It was the city’s central artery, the Liffey, that held my attention, though, and I found a version of it in stone on the walls of the Custom House. Enormously long, gleamingly white, and heavily adorned with sculpture, all but the riverfacing south façade were surrounded by fenced grounds and security guards. But the gatekeeper, once he heard I wanted to look at the art and we had exchanged a few pleasantries about weather and California, beamed and waved me in and sent me to the side entrance to pick up some literature. I wandered round it for a long time, clutching my literature and craning my neck and looking my part. The Custom House had been built on pilings on marshland on the north side of what was once the city’s eastern edge, and in its mix of motifs and its position between land and water, it serves as a model gateway between the local and the global. It was built during the brief Golden Age of 1782–1800, the era of the independent Irish Parliament before unification.
An Englishman whose father had been a French Huguenot refugee, James Gandon, designed it, and he drew on the Roman Doric style for its architecture and the symbolic language of classical allegory to ornament it. Though that language has foreign origins, it speaks of local things in its hybrid tongue of goddesses and harps and cattle, perfect for a customs house which functions, after all, as a filter to adapt the goods of the world to the benefit and custom of the country it serves. TheDáil Éireann, the Irish Parliament, had ordered that the Custom House be attacked in May 1921, because it was “one of the seats of an alien tyranny” that had not yet been replaced throughout the city, and the Dublin Brigade torched it so effectively the fire smoldered for weeks and the stone cracked as it cooled for months. The damaged edifice was originally slated to be torn down, but it is instead a restoration that now serves independent Ireland, though the world grows ever harder to filter out.

########

**Task requirements**
A. Name every image that the passage about Dublin's Custom House lists as making up the "hybrid tongue" of its classical allegory.
B. Decide whether each statement below agrees with the passage about Dublin's Custom House. Answer yes or no for each, and quote the words of the passage that settle it.
(i) James Gandon designed the Custom House.
(ii) The Custom House was built after Irish unification.
(iii) The Custom House was torn down after the 1921 fire.
C. Write the next few sentences of the passage about Dublin's Custom House, picking up after its final sentence.

**Entries supplied**
########

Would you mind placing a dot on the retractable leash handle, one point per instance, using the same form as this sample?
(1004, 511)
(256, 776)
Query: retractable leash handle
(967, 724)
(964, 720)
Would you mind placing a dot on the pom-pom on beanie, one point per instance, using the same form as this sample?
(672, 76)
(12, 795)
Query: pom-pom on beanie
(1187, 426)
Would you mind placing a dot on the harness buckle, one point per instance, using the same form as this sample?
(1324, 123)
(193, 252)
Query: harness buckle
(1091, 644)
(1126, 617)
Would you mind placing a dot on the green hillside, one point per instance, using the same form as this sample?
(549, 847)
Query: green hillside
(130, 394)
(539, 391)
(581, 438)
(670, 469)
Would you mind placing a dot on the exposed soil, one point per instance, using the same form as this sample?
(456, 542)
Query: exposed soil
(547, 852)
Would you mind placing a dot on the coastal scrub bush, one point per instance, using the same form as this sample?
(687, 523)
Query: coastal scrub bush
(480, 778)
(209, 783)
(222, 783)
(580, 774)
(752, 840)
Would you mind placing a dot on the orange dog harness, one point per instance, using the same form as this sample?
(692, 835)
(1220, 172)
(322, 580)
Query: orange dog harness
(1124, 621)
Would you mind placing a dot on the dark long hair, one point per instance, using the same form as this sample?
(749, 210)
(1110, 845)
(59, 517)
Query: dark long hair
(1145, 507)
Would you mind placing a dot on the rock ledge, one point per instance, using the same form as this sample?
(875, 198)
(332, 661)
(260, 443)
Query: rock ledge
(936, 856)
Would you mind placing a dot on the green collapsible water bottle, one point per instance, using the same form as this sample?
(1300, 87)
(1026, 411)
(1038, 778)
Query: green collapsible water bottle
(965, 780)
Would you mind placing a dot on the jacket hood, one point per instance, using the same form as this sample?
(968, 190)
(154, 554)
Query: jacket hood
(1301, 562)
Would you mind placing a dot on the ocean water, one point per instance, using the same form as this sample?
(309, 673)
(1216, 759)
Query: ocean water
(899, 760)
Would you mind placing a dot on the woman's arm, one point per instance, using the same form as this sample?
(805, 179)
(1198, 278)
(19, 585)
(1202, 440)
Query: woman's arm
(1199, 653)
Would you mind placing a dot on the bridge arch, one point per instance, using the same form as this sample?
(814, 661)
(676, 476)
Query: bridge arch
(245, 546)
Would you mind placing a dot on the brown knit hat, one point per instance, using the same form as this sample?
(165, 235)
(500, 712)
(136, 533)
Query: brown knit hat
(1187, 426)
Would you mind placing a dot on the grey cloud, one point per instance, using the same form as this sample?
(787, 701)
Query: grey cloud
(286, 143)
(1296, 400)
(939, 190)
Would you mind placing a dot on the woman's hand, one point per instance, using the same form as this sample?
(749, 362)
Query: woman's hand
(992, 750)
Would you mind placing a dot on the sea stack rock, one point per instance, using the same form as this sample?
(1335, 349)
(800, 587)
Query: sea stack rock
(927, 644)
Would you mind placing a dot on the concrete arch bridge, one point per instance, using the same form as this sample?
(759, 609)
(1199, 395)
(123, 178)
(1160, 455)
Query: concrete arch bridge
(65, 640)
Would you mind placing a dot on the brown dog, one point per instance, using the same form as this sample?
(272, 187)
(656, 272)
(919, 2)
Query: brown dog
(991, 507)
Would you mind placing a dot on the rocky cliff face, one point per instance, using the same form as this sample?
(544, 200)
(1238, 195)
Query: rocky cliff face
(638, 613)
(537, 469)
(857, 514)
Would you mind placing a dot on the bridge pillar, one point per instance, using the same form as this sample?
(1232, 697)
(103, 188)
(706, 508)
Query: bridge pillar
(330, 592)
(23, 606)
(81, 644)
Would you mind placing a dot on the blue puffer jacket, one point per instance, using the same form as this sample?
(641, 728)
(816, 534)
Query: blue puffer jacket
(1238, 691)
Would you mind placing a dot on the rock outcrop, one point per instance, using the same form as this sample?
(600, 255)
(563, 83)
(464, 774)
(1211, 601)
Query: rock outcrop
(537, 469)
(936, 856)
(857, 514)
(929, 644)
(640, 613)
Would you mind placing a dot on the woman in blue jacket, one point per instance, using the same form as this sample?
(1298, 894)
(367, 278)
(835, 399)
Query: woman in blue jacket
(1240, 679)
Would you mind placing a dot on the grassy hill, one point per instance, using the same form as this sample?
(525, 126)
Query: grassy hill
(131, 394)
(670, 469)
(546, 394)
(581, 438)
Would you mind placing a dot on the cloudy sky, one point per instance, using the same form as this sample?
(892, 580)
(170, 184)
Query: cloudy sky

########

**Responses**
A.
- goddesses
- harps
- cattle

B.
(i) Yes: "An Englishman whose father had been a French Huguenot refugee, James Gandon, designed it"
(ii) No: "It was built during the brief Golden Age of 1782–1800, the era of the independent Irish Parliament before unification."
(iii) No: "The damaged edifice was originally slated to be torn down, but it is instead a restoration that now serves independent Ireland"

C.
Along the river the Custom House has a gorgeous, horizontal sweep of façade that is, in the nice words of the architectural history I had been handed, “beyond praise.” Atop the opposite, northern façade, four half-nude statues representing Europe, Asia, Africa, and America stand like victors, the four corners of the world from when it still had distant edges. Commerce, amoral but effective priestess of bordercrossing and transnationalism, stands supreme atop the great central dome, the goddess who shrank that remoteness. But a tourist manual identified her instead as Hope. Probably Tourism herself, Commerce’s hopeful sister with the distracted gaze, should be added to the façade to reflect the changing global and local economy; perhaps even Emigration with her winged shoes and exhausted face belongs here—but those goddesses would lead to others, to a little-match-girl icon of Poverty and on and on to a white marble mob of explanations that would crush the roof. Nationalism survives in tiny harps carved into the columns, on the friezes of the porticoes, and harps elsewhere huge and crowned as the Arms of Ireland, holding the flanking English lion and Scottish unicorn in check. Even the motif of the harp, the same harp that appears on Ireland’s coins and stamps and passports, is eclipsed by the particulars of Edward Smith’s carvings of the principal Irish rivers on fourteen keystone arches on all four sides of the building.
The rivers are represented as staring heads with deeply carved mouths, and they make the immense building a miniature of Ireland, whose rivers flow outward to the sea. Almost everything that is allegorized as a human figure is allegorized as a woman—Liberty, Justice, Commerce, Britannia, Ireland—but thirteen of these strong heads are men or gods whose beards stream and ripple like water and trickle eels and dolphins. They make magnificent allegories. Identifying goods and symbols crown each river: oaks on the handsome Shannon, wool on the beaming Suir, interwining swans on the happy face of what is probably Belfast’s Lagan, tower fortifications on the pugnacious Foyle, which runs through Derry. The fourteenth, the goddess of the Liffey, has the place of honor on the southern façade facing the actual Liffey. Her braids like tamed waters twine around her longnosed, serene face, and her headdress is an abundance of fruit and flowers.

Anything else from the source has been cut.